### What is expected
Shift every answer coordinate by -108 in the listing, starting at the line that contains "Locate every instance of the dry" and ending at the line that contains "Locate every instance of the gull". Write out only those lines again, requests included.

— BEGIN Source data —

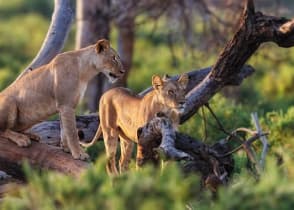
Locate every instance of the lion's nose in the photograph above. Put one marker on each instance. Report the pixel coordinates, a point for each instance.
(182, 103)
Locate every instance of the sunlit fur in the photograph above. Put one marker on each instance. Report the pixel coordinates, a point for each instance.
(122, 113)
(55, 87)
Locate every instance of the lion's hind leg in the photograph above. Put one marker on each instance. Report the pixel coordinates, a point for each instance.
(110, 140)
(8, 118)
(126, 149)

— END Source data —
— BEGIN Source data —

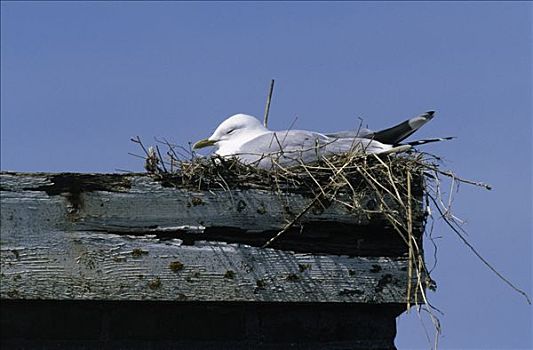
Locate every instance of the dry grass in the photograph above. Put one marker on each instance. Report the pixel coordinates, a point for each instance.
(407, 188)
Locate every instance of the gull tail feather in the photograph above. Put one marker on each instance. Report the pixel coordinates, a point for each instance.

— END Source data —

### The solution
Locate every instance of the dry grass in the photograph above. Put one marker on each instance. Report the pixel coordinates, a point for each instance.
(299, 80)
Locate every instance of the gull tail feather in the photograph above. Put one marker on each instance. Report the pixel coordinates, a point for each instance.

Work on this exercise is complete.